Text:
--------------------------------------------------

In the desert Jesus faced the same issue
that confronted the King of Uruk 2,800
years before.
His story is
The Epic of Gilgamesh.
There are
different versions of that story.
This is one.
Gilgamesh,
the young king of Uruk, was a superman
– the greatest athlete, the greatest lover,
the
greatest warrior – too busy being a superman
to pay attention to his
people.
He best
friend, Enkido, was another superman
and they had super adventures
together
until Enkido fell ill
and died.
Up to now
Gilgamesh thought death was for ordinary people.
But if Enkido
could die, then he too was mortal.
So Gilgamesh
went on a quest to find the way to immortality.
He tried
going back to nature and living like a wild animal,
but that turned out to be a subhuman
life not worth living.
He tried
hedonism. Eat, drink, and be merry.
If you live
life with enough gusto it will go on forever.
But that
just gave him a hangover.
So he
crossed an ocean to find a spiritual master
seeking a religion to escape death.
But religion
proved to be just beyond his capacity.
All his
efforts to escape the common lot of humankind failed.
So he got
back in his boat and went home.
As he
arrived at the shore of his kingdom,
he looked up and saw his city.
The story
ends with his words, “Lo the walls of Uruk.”
Gilgamesh, a
mortal man, went back to his mortal people
and took up the task of caring for
them.
He repented
of his narcissism
and became a responsible member of
the human race.
Last
Wednesday, many of us had crosses traced in ashes
upon our foreheads and were told in
somber tones
that we are dust and to dust we
shall return.
In his
classic book, The Denial of Death,
Ernest Becker wrote,
“The idea of death . . . haunts the
human animal
like nothing else.”
Psychoanalyst
Erich Fromm said we suffer from this fear
because of all creation we alone are
caught in the existential paradox.
We are
spiritual beings, capable of reflection,
interpretation, and aspiration.
We treasure
the spiritual realm like angels.
But we are
nonetheless animals who die like animals.
The paradox
is there in the 82nd Psalm,
“You are Gods. You are sons of the
Most High.
But you will die like mere men.”
And Psalm
49:
“No man can redeem the life of
another or ransom his own life
. . . . Man, despite his
riches does not endure
but he is like the
beasts that perish.”
Because we
are spiritual, we do not feel that we should be mortal.
But we are –
and nothing can change that hard fact.
Our
Christian faith ultimately answers death with resurrection
to a new and better life.
But that
does not happen until we have lost this life
which is so rightly precious to us.

--------------------------------------------------

Material:

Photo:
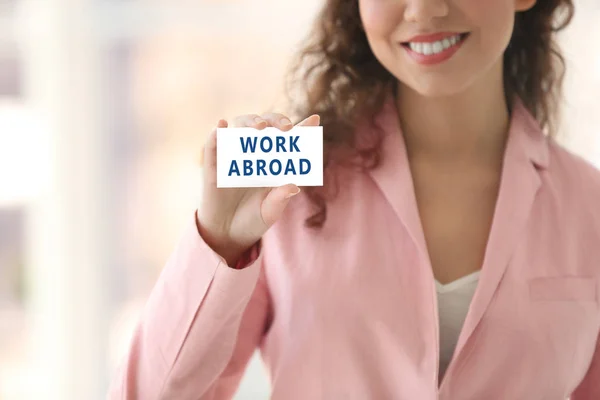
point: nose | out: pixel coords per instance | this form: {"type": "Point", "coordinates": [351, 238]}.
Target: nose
{"type": "Point", "coordinates": [425, 10]}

--------------------------------------------------

Pick up the passage on Gilgamesh and mortality after its final sentence and keep writing it. The material has no connection to the passage on Gilgamesh and mortality.

Exercise output:
We don’t get
to Easter without walking the Lenten way
all the way through Good Friday.
If we feel
spiritual, Jesus was more so.
He learned
at the Jordan River that he was the Son of God.
But what did
that mean?
He went to
the desert to find out.
And Satan
had some answers.
The desert
told Jesus that he was still a mortal animal.
The sun did
not spare his skin.
He was
hungry and thirsty as anyone would be.
The desert
did not care that he was mortal.
Then along
came Satan inviting him to escape
from the common lot of humanity.
Along came
Satan offering material sustenance and comfort.
Along came
Satan offering protection from the death dealing
power of the nature’s laws.
“Jump off
the temple. You will not die. Just claim your divine status.”
Along came
Satan offering world dominion.
Surely if we
can gather enough power, it will make us immortal.
Satan
introduced each of the temptations with “if you are the Son of God.”
He said
anyone as spiritual as Jesus ought to be exempt
from the fate of ordinary people.
But Jesus
said no to all the temptations.
Gilgamesh had
already tried all of those things
and knew they didn’t work.
Maybe Jesus
had read Gilgamesh. We don’t know.
But Jesus
didn’t escape his humanity by being the Son of God.
Instead,
like Gilgamesh going home to Uruk,
Jesus went home to Galilee.
There, he
didn’t call himself “the Son of God.”
He called
himself “the Son of Man”
to claim his humanity, his
brotherhood with us.
Being mortal
together is a profound connection.
Poet
laureate Ted Kooser wrote in his poem “Mourners,”
“After the funeral, the mourners gather
under the
rustling churchyard maples
and talk
softly, . . . .
They came
this afternoon to say goodbye,
but now
they keep saying hello and hello,
peering
into each other’s faces,
slow to let
go of each other’s hands.”
This life we share is
precious because it is brief.
When we
remember that,
we value each other a little more.
The brevity
of life is reason enough to be kinder.
The
vulnerability of life is reason enough for patience and generosity.
There is
something proud and individualistic
in the spirituality of our time.
Whether it
is Christian, New Age, or the Westernized versions
of ancient Eastern philosophies,
it all seems aimed at making
ourselves alright
– at escaping the
hardness of life and death.
Have faith.
Fill up your tank with the Holy Spirit
and your life will be just fine.
Just
meditate until you realize your problems
and those of your neighbors are just
thoughts.
Get your
mind right and be happy.
But that
kind of spirituality is a pipe dream,
aptly portrayed in Paul Simon’s
lyrics,
“So I’ll continue to continue to
pretend
My life will never end
And flowers never bend with the
rainfall.”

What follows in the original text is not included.